■ Required task 1:
In the comment thread below, condense the paragraph that begins "Two of the revenge schemes" into one shorter sentence that keeps its main facts.

■ Source text:
%%

The Loch Ness Monsterinkytwist on December 7th, 2010 07:05 pm (UTC)


oh man, i have been so far out of the pretender fandom for so long that this was a lovely trip! And holy shit, why did my parents let me watch this show with them? I still love Jarod though, can't help it.
t.karlamartinova on December 7th, 2010 07:14 pm (UTC)
Oh yeah! :D You always make me remember my love for this show :) And looking forward to the next one.
taniapretender: Lollypop Bitchtaniapretender on December 7th, 2010 08:31 pm (UTC)
Ok so I just fell in on this and I ADORE YOU.
-(and yes, rewatching tP as a grown up makes me also realize that NO this is so not okay for a kid. But then again, there are tons of stuff I didn't understand back then about this show...like "why is Lyle saying he likes leftovers?"

I was going to say the creepiest thing for me was that episode (I forgot the name, big shocker since I've seen every episode ten times) where they get someone to "interrogate" every member of the huntparty to find out who shot Raines in S2.

And in the end we find out Jarod's been blackmailing the guy to get the results himself, and I could not be more creeped out by HOW someone WORKING for Raines would actually be that scared of Jarod. Hu.

Also, some of his "revenge" schemes are just SO WRONG and creepy.

All in all, creepiest scene of the show had nothing to do with Jarod. Read my mind: Raines WASHING Willie's feet... srsly?!

three steps left of the centre fold line.sezzie_dee on December 8th, 2010 03:18 am (UTC)
Raines washing Willie's feet was so messed up. And then the creepy sexual undertones of him going to wash Miss P's. That scene is one of my favourites. I love that on the commentary they said someone just joked about it and then they were all YES. LET'S DO IT. I should do a top ten of non-Jarod messed up shit.

Two of the revenge schemes that stood out for me were the frayed bungee cord in Extreme and the collapsing balcony in Gigolo Jarod, just because they weren't really situations in which Jarod had control over things going wrong. Creep.
taniapretendertaniapretender on December 9th, 2010 10:18 pm (UTC)
oh hey I just found the CREEPIEST of it all :
how about Jarod STEALING an organ from someone ?

That was...VERY disturbing.
three steps left of the centre fold line.sezzie_dee on December 10th, 2010 12:04 am (UTC)
Lmao, how did I miss this one? I think it's because I erased that episode from my mind because it was so ridiculous. Good call! Not ok, Jarod!
cynatnite: Jarodcynatnite on December 7th, 2010 09:41 pm (UTC)
I love Jarod's twisted side and you did a great job of explaining it. Although, I would put the scene with Jarod dressed up as a clown at number one.

The sickest thing he ever did was do the miniature meeting of Thomas and Parker. It's just twisted a kick to the gut. I'd say it was mean of him.

Love this pic spam so hard. I can't wait for the next one.
three steps left of the centre fold line.sezzie_dee on December 8th, 2010 03:21 am (UTC)
I agree, it's pretty sick and twisted and super cruel. I guess my choice of number one was less Jarod's creepy involvement and more 'this should be the ultimate no-no, and Miss Parker's barely batting an eyelid'.
Krazy Kat: wiggles (Pretender)krazykitkat on December 7th, 2010 11:57 pm (UTC)
Yes, this show is so incredibly creepy and fucked up.

10 Reasons Miss Parker/Lyle is every bit as canon as Jarod/Miss Parker

Oh, I can't wait for this one!
Taryn: Pretender Jarodhermit on December 8th, 2010 12:08 am (UTC)
This post was made of total WIN and your snark was awesome.

%%

■ Data shown:
%%

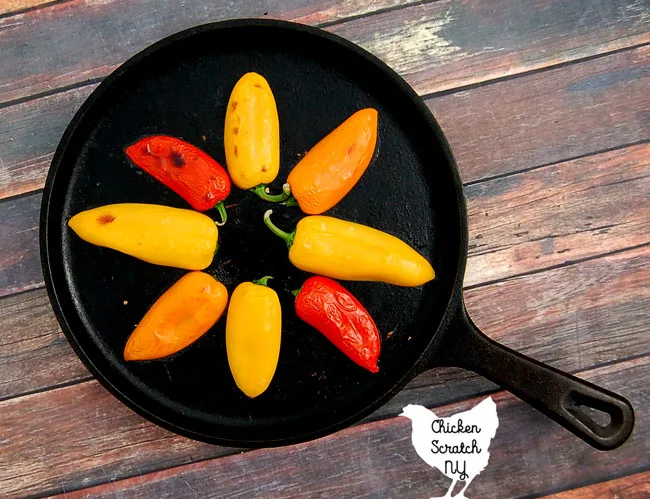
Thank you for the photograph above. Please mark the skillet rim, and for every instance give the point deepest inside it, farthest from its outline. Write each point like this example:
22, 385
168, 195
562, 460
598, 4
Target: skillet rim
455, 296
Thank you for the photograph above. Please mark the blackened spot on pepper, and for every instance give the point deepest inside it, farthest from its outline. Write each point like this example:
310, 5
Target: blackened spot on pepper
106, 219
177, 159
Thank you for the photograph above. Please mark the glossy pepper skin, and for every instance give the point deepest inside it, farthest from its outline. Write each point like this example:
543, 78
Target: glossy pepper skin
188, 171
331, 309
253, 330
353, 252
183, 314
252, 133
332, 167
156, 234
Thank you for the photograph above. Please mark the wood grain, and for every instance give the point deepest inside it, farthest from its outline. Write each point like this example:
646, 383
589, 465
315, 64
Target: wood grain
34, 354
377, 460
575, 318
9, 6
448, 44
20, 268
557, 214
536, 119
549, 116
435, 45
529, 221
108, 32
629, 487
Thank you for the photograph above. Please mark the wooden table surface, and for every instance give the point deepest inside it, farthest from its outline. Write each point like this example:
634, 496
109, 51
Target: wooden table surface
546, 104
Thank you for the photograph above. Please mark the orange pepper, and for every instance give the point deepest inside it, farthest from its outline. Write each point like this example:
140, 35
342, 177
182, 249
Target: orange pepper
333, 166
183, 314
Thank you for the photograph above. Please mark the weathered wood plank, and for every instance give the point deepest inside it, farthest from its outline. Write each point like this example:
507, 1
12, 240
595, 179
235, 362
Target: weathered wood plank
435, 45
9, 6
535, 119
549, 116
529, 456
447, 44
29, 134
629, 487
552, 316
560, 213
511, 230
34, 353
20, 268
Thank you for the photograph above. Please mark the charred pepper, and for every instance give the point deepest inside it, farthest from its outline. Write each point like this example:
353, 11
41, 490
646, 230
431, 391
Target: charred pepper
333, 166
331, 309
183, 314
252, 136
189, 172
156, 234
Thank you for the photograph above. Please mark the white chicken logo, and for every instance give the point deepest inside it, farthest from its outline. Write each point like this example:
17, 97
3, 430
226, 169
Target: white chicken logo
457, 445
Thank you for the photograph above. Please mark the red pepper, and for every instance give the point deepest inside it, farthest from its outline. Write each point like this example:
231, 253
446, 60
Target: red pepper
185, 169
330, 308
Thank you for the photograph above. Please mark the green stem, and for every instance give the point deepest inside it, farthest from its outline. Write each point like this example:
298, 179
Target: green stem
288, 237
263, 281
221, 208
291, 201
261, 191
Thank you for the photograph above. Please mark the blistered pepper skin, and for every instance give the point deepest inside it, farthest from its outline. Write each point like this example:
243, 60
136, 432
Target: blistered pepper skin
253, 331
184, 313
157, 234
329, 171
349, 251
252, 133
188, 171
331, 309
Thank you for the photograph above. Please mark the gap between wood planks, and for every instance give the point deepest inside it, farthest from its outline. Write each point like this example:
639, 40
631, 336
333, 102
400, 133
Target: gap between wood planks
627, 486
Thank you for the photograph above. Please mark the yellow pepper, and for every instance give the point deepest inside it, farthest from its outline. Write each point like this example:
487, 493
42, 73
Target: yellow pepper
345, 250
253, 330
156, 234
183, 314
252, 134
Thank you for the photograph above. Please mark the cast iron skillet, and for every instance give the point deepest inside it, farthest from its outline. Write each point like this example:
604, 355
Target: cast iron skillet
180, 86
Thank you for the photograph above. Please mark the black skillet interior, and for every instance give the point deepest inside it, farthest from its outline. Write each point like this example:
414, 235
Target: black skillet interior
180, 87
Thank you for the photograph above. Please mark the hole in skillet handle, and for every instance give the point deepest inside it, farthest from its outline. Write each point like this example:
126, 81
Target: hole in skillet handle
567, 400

%%

■ Required task 2:
Arrange the stretch of the records from the line containing "the black skillet" through the end of the records as a JSON list of strings, one string per line, with blank lines left out.

■ Full response 1:
The standout revenge schemes were the frayed bungee cord in Extreme and the collapsing balcony in Gigolo Jarod, because in neither did Jarod really control things going wrong—creepy.

■ Full response 2:
[
  "Thank you for the photograph above. Please mark the black skillet interior, and for every instance give the point deepest inside it, farthest from its outline. Write each point like this example:",
  "414, 235",
  "Target: black skillet interior",
  "180, 87",
  "Thank you for the photograph above. Please mark the hole in skillet handle, and for every instance give the point deepest inside it, farthest from its outline. Write each point like this example:",
  "126, 81",
  "Target: hole in skillet handle",
  "567, 400"
]